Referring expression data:
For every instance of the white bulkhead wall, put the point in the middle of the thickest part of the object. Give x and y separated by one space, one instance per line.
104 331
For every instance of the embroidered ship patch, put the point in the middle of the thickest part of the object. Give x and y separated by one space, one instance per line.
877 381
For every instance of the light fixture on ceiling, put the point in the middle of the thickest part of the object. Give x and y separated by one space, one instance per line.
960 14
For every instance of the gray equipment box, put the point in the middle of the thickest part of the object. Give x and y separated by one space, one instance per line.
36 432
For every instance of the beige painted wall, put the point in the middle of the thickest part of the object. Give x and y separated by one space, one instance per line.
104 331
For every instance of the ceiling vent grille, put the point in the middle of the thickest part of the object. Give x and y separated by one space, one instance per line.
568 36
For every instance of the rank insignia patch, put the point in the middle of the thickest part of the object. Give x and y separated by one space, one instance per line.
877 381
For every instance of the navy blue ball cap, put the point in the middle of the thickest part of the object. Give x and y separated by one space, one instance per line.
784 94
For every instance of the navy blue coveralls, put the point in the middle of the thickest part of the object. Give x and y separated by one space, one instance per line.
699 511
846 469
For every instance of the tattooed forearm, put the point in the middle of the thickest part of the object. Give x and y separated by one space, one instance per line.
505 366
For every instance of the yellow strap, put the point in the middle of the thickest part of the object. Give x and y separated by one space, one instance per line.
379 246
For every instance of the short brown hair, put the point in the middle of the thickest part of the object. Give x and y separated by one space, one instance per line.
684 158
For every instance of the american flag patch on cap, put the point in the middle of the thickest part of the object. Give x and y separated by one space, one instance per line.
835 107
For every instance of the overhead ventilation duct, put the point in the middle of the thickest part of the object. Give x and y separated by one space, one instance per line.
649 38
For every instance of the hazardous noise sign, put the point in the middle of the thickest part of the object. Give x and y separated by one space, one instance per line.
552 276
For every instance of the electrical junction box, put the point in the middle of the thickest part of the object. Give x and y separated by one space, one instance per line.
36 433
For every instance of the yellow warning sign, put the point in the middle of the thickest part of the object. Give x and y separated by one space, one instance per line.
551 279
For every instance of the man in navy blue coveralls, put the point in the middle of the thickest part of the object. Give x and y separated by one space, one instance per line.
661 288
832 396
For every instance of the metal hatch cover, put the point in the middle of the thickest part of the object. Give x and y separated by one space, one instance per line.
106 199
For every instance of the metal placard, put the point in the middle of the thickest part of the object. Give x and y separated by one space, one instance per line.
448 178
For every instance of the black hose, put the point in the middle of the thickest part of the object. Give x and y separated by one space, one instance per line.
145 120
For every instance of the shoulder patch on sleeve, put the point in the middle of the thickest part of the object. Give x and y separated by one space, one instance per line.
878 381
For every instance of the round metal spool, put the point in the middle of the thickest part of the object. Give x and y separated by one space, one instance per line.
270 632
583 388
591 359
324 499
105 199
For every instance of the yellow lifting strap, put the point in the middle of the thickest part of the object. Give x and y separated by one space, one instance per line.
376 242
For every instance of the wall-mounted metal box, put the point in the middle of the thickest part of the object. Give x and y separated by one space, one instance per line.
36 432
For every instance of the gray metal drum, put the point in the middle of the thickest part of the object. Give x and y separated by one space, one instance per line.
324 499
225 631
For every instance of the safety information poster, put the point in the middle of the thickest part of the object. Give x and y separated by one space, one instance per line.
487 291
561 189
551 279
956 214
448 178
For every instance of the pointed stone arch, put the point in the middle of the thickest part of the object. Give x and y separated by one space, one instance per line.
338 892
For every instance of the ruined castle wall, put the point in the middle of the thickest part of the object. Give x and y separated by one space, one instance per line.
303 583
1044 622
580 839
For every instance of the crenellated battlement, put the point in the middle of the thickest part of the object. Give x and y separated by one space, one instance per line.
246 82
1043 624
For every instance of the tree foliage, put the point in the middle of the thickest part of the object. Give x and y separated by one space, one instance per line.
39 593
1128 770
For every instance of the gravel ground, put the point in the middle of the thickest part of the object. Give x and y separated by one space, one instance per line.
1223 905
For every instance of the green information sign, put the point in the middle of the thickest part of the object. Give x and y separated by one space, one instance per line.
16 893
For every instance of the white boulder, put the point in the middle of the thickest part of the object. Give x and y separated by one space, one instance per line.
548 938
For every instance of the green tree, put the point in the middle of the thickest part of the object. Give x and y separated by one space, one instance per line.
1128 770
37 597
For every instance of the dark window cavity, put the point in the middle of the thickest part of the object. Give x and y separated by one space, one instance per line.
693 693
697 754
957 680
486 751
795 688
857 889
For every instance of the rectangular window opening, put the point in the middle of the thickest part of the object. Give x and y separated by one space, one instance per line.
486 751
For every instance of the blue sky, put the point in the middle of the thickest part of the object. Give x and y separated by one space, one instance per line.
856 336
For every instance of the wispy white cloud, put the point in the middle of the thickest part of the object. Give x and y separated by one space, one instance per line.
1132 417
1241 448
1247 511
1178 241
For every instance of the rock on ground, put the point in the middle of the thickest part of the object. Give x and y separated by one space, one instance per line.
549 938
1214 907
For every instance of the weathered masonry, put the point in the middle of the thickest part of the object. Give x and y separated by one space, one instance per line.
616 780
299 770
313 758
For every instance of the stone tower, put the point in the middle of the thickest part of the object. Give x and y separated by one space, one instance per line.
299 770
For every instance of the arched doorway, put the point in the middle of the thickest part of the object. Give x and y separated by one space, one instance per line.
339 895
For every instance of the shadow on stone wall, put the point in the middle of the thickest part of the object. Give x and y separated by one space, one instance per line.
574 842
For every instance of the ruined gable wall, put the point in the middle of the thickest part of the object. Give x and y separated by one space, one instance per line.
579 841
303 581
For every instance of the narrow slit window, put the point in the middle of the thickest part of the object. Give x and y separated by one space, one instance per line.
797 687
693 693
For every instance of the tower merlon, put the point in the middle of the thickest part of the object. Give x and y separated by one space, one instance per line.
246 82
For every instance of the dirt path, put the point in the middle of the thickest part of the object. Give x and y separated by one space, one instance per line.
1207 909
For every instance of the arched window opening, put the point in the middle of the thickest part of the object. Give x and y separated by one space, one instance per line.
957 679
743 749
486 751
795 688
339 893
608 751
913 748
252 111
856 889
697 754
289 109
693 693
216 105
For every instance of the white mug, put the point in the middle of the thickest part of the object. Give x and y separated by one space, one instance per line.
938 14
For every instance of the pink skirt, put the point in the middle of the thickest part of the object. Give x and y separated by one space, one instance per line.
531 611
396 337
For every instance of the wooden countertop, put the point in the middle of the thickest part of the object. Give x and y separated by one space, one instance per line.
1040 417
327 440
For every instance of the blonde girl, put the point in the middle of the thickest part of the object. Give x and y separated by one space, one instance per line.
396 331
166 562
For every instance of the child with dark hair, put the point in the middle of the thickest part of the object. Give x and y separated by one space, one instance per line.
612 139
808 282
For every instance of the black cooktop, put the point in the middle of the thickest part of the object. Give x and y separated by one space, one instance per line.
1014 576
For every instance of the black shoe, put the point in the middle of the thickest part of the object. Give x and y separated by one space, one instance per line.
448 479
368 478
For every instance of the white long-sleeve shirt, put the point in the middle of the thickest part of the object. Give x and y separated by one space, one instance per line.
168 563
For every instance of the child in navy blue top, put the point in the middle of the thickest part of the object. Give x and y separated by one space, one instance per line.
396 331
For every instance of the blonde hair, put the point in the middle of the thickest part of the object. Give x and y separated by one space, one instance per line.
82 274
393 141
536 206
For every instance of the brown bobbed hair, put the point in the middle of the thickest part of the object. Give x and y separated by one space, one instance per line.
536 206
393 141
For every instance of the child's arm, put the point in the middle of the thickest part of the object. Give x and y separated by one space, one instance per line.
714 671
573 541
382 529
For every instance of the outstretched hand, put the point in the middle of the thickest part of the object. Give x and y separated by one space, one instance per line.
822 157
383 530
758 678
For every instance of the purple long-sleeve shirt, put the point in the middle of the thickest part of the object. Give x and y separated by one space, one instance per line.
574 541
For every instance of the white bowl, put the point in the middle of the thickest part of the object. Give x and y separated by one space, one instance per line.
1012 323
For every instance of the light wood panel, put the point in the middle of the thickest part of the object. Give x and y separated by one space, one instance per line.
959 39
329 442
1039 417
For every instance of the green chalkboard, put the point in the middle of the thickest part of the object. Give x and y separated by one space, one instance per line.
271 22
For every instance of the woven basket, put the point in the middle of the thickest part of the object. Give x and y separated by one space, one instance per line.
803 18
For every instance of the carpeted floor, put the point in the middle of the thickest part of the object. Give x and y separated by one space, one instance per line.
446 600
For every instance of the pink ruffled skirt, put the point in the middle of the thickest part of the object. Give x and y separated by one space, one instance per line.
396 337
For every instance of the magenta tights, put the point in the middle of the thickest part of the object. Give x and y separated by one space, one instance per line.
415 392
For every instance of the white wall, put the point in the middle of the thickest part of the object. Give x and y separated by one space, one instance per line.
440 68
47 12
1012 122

WORK TO COMPLETE: Please repeat the lines above exactly, beginning with the line that contains "For every instance of the carpeted" and ending with the final one.

OUTPUT FOR THIS TASK:
For every instance of the carpeted floor, put the point in the middle of the thickest part of the object. Give x and y separated by one space, one instance per line.
446 600
For every instance of the pink ruffled skirt, put the point in the middle of the thickest part of the object. Give x and y separated by one space, one instance per line.
396 337
For every instance of the magenta tights, put the point in the middle of the thickest part of the object. Give x and y separated by one space, one instance per line.
415 392
For every instance of the white wall, put the point in the middle of the thickest part of the object. Give x and y separated by one space, one instance per line.
440 68
47 12
1012 122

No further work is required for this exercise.